Textauszug:

Joe R. Lansdale – (Hap & Leonard: 3) „Bärenblues“

Dienstag, 11. Juni 2019

(Golkonda, 316 S., Tb.)
Da Leonards Nachbarn ihre Drogen ungestraft verticken können, weil sie Freunde des Polizeichefs sind, der immer ein Auge zudrückt, solange er seinen Anteil bekommt, rastet der schwarze homosexuelle Leonard regelmäßig aus und steckt nun schon zum dritten Mal die Bude von Mohawk und seinen Kumpanen an. Sein weißer heterosexueller bester Kumpel Hap hilft da liebend gern aus und mischt kräftig mit.
Sergeant Charlie Blank bleibt nichts anderes übrig, als den beiden schlagkräftigen Buddys Handschellen anzulegen und abzuführen, was Leonards Lover Raul zum Anlass nimmt, das Weite zu suchen. Allerdings eröffnet Lieutenant Hanson ihnen einen Ausweg: Seine schwarze Freundin, die Rechtsanwältin Florida Grange, mit der Hap auch kurz etwas am Laufen hatte, ist spurlos verschwunden. Die ambitionierte Frau wollte in den Enthüllungsjournalismus einsteigen und war einer großen Story auf der Spur. Bobby Joe Soothe, der Enkel der Country-Blues-Guitar-Legende L.C. Soothe, plante laut einem Artikel in einer Musikzeitschrift, in die Fußstapfen seines Großvaters zu treten, indem er dessen bislang unveröffentlichte Stücke zum Besten gab. Als ein Yankee Bobby Joe die wertvollen Aufnahmen abkaufen wollte, soll der Musiker dem Weißen die Kehle durchgeschnitten haben, weshalb er in den Bau wanderte und sich dort vor Verzweiflung an seinen Schnürsenkeln aufhängte. Also fuhr sie trotz Hansons Warnung vor ein paar Wochen nach Grovetown, was für Schwarze ein gefährliches Pflaster sein soll. Das bekommen auch Hap und Leonard bei ihrer Ankunft dort zu spüren. An einem Waschsalon entdecken sie sogar ein Schild „Kein Zutritt für Farbige“. Doch weder bei Chief Cantuck noch bei den Bewohnern erfahren die beiden Hobby-Detektive, was mit Florida passiert sein könnte. Allerdings sorgt ihre Gegenwart für viel Unruhe, so dass sie von dem rassistischen Mob in einem Café ordentlich aufgemischt werden.

(Quelldaten)
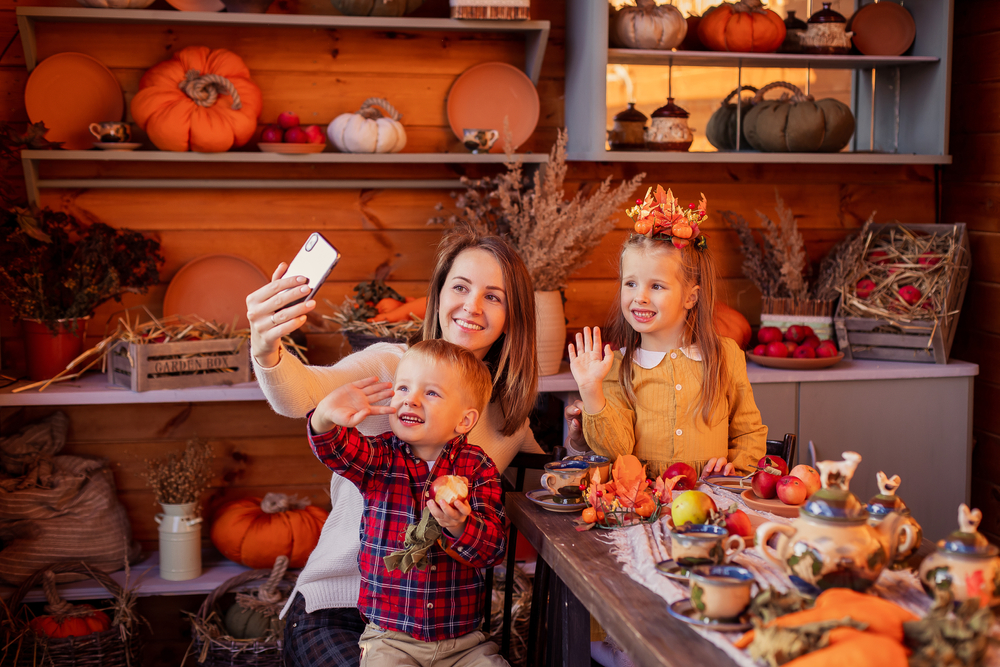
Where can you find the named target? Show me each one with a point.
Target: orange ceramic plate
(483, 95)
(69, 91)
(774, 506)
(795, 364)
(214, 287)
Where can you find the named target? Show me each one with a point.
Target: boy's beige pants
(388, 648)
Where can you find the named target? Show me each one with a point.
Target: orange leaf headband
(659, 216)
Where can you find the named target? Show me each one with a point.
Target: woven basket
(118, 646)
(211, 645)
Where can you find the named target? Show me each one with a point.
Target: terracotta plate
(774, 506)
(481, 97)
(795, 364)
(69, 91)
(883, 29)
(214, 287)
(291, 149)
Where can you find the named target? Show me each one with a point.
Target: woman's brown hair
(513, 358)
(696, 269)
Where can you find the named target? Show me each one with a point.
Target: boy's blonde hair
(472, 373)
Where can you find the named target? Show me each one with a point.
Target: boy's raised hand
(351, 403)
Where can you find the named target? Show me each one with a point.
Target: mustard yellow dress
(665, 425)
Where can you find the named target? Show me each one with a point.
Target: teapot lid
(967, 541)
(835, 501)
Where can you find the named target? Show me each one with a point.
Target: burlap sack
(55, 508)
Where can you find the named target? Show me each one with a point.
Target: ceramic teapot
(831, 544)
(882, 506)
(965, 564)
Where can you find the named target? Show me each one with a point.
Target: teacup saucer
(683, 611)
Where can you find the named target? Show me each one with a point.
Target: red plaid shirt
(444, 600)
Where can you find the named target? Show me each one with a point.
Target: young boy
(429, 615)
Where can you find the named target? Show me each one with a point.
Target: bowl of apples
(796, 348)
(288, 137)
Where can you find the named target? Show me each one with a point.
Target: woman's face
(472, 309)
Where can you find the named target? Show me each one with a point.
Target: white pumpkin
(368, 130)
(650, 26)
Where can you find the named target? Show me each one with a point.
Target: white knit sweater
(331, 578)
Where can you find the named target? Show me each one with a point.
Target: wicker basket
(211, 646)
(118, 646)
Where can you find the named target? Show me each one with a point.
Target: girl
(480, 297)
(675, 391)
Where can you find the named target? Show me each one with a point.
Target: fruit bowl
(789, 363)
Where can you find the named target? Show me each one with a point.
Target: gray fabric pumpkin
(797, 124)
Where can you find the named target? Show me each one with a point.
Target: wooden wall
(971, 194)
(322, 73)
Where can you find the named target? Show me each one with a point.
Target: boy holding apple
(430, 613)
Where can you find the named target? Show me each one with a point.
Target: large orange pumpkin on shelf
(741, 26)
(200, 100)
(255, 531)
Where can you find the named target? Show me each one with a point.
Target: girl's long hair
(513, 358)
(696, 268)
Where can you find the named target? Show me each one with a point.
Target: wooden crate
(920, 341)
(181, 365)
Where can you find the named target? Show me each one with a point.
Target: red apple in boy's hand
(446, 489)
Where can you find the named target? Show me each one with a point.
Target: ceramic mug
(703, 544)
(112, 132)
(563, 478)
(479, 140)
(720, 592)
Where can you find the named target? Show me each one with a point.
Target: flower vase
(180, 542)
(550, 331)
(47, 353)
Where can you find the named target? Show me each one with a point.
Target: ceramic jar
(884, 505)
(669, 130)
(628, 132)
(965, 564)
(826, 33)
(831, 544)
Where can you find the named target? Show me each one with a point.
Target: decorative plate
(543, 498)
(773, 505)
(682, 610)
(484, 94)
(789, 363)
(69, 91)
(214, 287)
(291, 149)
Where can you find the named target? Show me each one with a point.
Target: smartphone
(315, 259)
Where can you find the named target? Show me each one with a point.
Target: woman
(480, 297)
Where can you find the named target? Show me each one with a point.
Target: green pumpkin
(243, 623)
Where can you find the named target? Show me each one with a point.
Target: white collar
(648, 359)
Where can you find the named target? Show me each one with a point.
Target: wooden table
(588, 580)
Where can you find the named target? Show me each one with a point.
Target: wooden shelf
(536, 33)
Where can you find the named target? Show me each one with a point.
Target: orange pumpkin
(255, 532)
(200, 100)
(732, 324)
(741, 26)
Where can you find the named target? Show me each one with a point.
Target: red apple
(447, 489)
(769, 335)
(809, 477)
(271, 134)
(791, 490)
(690, 477)
(804, 352)
(288, 119)
(296, 135)
(777, 349)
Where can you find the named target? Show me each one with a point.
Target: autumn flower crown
(659, 216)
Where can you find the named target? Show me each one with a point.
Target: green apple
(691, 507)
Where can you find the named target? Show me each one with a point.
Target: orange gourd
(200, 100)
(741, 26)
(255, 531)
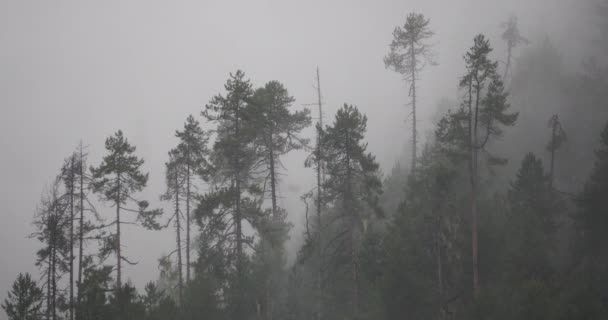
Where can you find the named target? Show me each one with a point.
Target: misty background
(86, 69)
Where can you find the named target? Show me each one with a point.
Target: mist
(77, 72)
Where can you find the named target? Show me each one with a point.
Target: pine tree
(52, 221)
(558, 136)
(513, 38)
(277, 133)
(353, 185)
(466, 132)
(591, 222)
(409, 53)
(69, 173)
(234, 193)
(116, 179)
(175, 178)
(24, 301)
(191, 154)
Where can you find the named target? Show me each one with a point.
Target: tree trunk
(414, 131)
(439, 267)
(553, 136)
(118, 255)
(71, 265)
(188, 216)
(474, 184)
(80, 234)
(238, 218)
(319, 204)
(179, 245)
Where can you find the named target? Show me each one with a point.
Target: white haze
(80, 70)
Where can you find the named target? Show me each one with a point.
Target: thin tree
(277, 133)
(69, 177)
(175, 180)
(52, 223)
(558, 137)
(24, 301)
(409, 53)
(513, 39)
(352, 184)
(116, 179)
(481, 117)
(227, 205)
(191, 154)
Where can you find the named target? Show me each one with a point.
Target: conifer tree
(353, 186)
(591, 221)
(465, 133)
(116, 179)
(277, 133)
(52, 221)
(513, 39)
(233, 197)
(24, 301)
(175, 180)
(409, 53)
(191, 154)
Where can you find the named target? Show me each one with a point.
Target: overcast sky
(80, 70)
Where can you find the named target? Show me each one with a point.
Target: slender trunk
(71, 265)
(238, 218)
(179, 245)
(553, 136)
(508, 66)
(414, 131)
(54, 272)
(80, 233)
(272, 180)
(118, 255)
(188, 216)
(319, 204)
(439, 266)
(474, 180)
(274, 216)
(354, 223)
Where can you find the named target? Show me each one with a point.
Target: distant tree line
(470, 230)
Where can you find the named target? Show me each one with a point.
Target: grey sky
(80, 70)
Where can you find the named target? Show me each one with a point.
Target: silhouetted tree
(116, 179)
(409, 53)
(191, 155)
(513, 39)
(353, 186)
(24, 301)
(466, 132)
(277, 133)
(233, 196)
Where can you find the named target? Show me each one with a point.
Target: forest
(495, 212)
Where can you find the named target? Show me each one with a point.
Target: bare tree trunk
(272, 180)
(48, 288)
(439, 267)
(80, 233)
(179, 245)
(553, 137)
(414, 131)
(71, 265)
(118, 255)
(474, 185)
(188, 217)
(508, 66)
(238, 218)
(319, 204)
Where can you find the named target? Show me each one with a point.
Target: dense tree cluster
(470, 230)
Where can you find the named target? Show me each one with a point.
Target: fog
(73, 71)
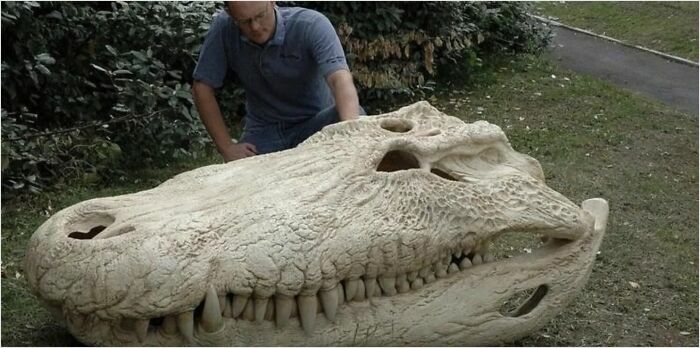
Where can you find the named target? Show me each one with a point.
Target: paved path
(671, 82)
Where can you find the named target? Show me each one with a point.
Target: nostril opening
(524, 302)
(90, 226)
(396, 125)
(87, 235)
(398, 160)
(443, 174)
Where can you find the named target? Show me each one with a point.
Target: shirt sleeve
(325, 46)
(212, 64)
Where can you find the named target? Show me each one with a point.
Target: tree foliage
(93, 87)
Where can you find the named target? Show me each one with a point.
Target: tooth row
(282, 308)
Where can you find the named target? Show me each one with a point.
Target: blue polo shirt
(284, 80)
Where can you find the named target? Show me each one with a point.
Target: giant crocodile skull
(372, 232)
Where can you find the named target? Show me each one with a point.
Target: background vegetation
(91, 89)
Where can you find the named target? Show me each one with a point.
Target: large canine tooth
(377, 289)
(185, 323)
(440, 270)
(283, 309)
(350, 288)
(402, 284)
(417, 284)
(341, 294)
(170, 325)
(238, 305)
(260, 308)
(370, 285)
(211, 315)
(476, 260)
(141, 328)
(270, 311)
(465, 264)
(307, 312)
(360, 295)
(329, 300)
(222, 303)
(228, 312)
(249, 311)
(388, 285)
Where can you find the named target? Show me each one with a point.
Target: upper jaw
(462, 308)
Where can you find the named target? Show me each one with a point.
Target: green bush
(397, 48)
(98, 86)
(68, 65)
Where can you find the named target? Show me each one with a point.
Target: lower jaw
(462, 309)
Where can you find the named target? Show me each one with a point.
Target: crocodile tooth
(440, 270)
(185, 322)
(360, 294)
(350, 288)
(295, 310)
(329, 300)
(170, 325)
(228, 312)
(388, 285)
(402, 284)
(238, 305)
(211, 315)
(249, 311)
(260, 308)
(417, 284)
(270, 311)
(465, 264)
(222, 303)
(283, 306)
(370, 284)
(476, 260)
(141, 328)
(377, 289)
(341, 294)
(307, 312)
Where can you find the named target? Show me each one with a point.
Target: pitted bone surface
(371, 232)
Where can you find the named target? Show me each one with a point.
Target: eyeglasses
(246, 22)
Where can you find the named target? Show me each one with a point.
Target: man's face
(256, 20)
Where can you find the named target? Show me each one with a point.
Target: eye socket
(396, 125)
(491, 156)
(398, 160)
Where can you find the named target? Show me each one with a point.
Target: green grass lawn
(592, 139)
(670, 27)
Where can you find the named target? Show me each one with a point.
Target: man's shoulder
(300, 15)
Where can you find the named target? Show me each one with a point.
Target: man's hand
(238, 151)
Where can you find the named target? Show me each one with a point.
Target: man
(292, 68)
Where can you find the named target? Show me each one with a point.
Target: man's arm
(346, 101)
(209, 112)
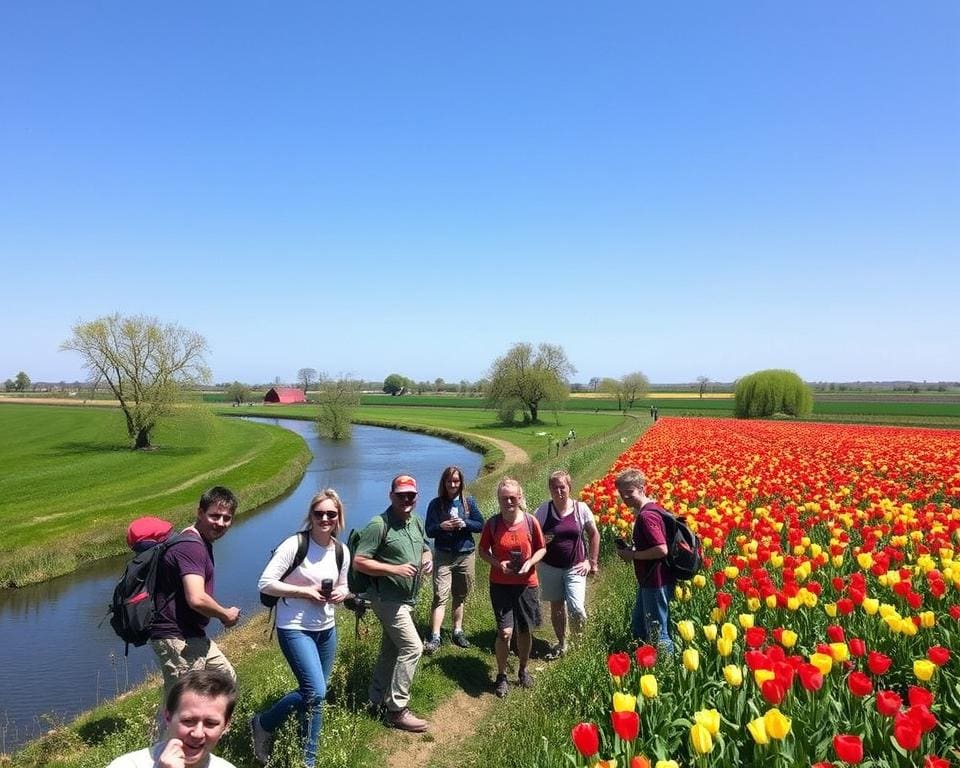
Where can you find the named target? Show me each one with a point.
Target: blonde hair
(326, 493)
(509, 482)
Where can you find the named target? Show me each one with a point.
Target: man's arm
(202, 603)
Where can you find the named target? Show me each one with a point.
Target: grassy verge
(76, 483)
(350, 737)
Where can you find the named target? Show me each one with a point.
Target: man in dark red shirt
(650, 621)
(185, 594)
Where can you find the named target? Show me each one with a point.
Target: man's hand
(172, 755)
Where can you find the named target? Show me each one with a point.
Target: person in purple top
(185, 583)
(564, 569)
(650, 620)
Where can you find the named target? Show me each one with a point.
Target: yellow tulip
(648, 686)
(733, 675)
(624, 702)
(691, 659)
(923, 669)
(822, 662)
(757, 728)
(700, 739)
(709, 719)
(777, 723)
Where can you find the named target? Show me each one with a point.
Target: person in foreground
(452, 519)
(650, 621)
(197, 713)
(306, 625)
(185, 586)
(513, 544)
(563, 572)
(393, 551)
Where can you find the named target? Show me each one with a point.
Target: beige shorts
(452, 573)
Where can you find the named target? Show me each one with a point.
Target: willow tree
(524, 378)
(146, 364)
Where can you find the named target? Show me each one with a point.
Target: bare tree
(145, 363)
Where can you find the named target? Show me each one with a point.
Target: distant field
(72, 479)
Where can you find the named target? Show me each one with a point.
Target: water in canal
(54, 659)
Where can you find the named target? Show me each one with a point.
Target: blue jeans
(650, 621)
(310, 656)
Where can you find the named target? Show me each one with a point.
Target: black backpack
(303, 544)
(684, 548)
(134, 603)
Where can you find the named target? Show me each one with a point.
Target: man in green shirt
(396, 563)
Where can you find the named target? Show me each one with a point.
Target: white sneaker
(261, 740)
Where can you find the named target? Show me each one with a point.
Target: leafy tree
(338, 399)
(238, 392)
(764, 393)
(634, 385)
(394, 384)
(306, 377)
(525, 377)
(703, 381)
(145, 363)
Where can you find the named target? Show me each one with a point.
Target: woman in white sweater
(306, 629)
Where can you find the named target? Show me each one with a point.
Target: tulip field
(824, 626)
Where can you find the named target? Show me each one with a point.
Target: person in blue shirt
(452, 519)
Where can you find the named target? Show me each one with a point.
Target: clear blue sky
(683, 189)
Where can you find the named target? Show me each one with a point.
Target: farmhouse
(284, 395)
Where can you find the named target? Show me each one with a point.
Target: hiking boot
(524, 680)
(555, 653)
(405, 720)
(261, 740)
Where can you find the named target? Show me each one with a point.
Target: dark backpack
(303, 544)
(134, 603)
(684, 548)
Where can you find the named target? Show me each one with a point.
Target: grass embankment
(350, 737)
(75, 484)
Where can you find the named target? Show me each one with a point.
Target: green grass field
(73, 480)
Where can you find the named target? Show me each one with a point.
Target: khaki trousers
(400, 651)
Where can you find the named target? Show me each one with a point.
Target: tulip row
(821, 628)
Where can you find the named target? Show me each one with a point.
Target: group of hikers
(546, 555)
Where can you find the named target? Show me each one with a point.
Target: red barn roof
(284, 395)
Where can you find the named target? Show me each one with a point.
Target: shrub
(764, 393)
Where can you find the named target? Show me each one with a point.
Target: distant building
(284, 395)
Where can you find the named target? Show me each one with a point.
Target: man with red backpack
(185, 602)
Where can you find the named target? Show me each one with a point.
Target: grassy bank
(77, 484)
(350, 737)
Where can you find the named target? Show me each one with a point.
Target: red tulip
(906, 731)
(888, 703)
(586, 738)
(859, 684)
(849, 748)
(618, 664)
(646, 656)
(626, 724)
(878, 663)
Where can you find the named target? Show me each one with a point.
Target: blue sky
(682, 189)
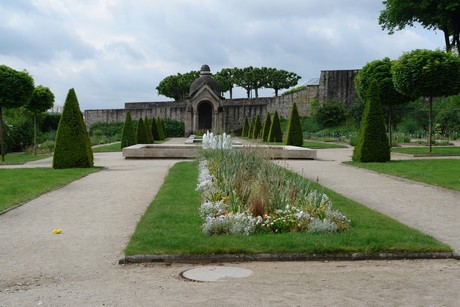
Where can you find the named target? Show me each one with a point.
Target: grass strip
(20, 158)
(23, 184)
(321, 145)
(114, 147)
(308, 144)
(441, 172)
(451, 150)
(171, 225)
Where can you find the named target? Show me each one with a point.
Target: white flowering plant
(244, 193)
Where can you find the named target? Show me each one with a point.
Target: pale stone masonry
(208, 110)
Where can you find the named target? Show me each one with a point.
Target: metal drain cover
(213, 273)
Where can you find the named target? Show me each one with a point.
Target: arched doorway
(205, 116)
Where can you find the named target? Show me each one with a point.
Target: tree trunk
(2, 140)
(35, 133)
(430, 123)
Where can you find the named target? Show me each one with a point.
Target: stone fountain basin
(191, 151)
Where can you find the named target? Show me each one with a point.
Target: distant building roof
(204, 78)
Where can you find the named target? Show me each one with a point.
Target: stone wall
(337, 85)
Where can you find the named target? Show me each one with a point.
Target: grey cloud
(31, 34)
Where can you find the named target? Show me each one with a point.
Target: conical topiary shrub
(128, 136)
(163, 128)
(372, 143)
(294, 133)
(257, 127)
(252, 127)
(156, 136)
(245, 130)
(266, 128)
(275, 134)
(161, 132)
(148, 130)
(72, 146)
(141, 134)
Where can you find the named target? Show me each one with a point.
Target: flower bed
(243, 193)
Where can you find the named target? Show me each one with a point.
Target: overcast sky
(117, 51)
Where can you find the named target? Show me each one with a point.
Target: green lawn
(20, 158)
(108, 148)
(440, 172)
(171, 225)
(307, 144)
(436, 150)
(115, 147)
(22, 184)
(321, 145)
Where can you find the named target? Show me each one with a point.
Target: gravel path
(98, 214)
(433, 210)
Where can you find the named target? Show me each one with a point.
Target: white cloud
(113, 51)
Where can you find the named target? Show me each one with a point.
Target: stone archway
(205, 110)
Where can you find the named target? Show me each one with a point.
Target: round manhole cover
(215, 273)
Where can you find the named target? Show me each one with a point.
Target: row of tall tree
(249, 78)
(270, 131)
(419, 73)
(442, 15)
(17, 89)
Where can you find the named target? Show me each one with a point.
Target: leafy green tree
(128, 136)
(72, 147)
(245, 131)
(16, 88)
(331, 114)
(173, 128)
(259, 78)
(278, 79)
(177, 86)
(244, 78)
(257, 127)
(372, 143)
(443, 15)
(148, 130)
(294, 133)
(226, 80)
(275, 134)
(42, 100)
(380, 72)
(141, 134)
(155, 134)
(427, 73)
(266, 127)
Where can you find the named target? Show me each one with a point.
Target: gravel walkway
(98, 214)
(433, 210)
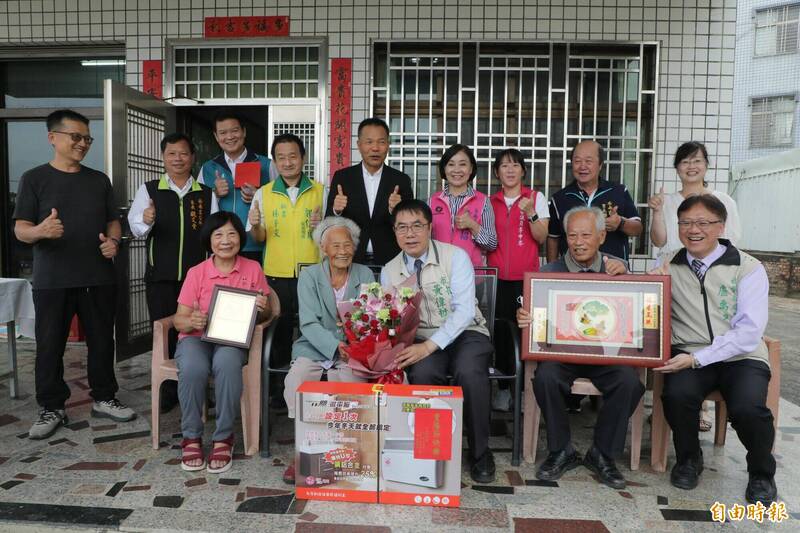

Pflichtaufgabe 1: Welches Schild entdecken Hap und Leonard laut dem Textauszug an einem Waschsalon in Grovetown?
Pflichtaufgabe 2: Ermitteln Sie, in wie vielen Zeilen der Datensätze die Zeichenfolge „beige“ vorkommt, wobei Groß- und Kleinschreibung zu beachten ist. Nennen Sie ausschließlich die Zahl.

Musterlösung 1: Ein Schild mit der Aufschrift „Kein Zutritt für Farbige“.

Musterlösung 2: 2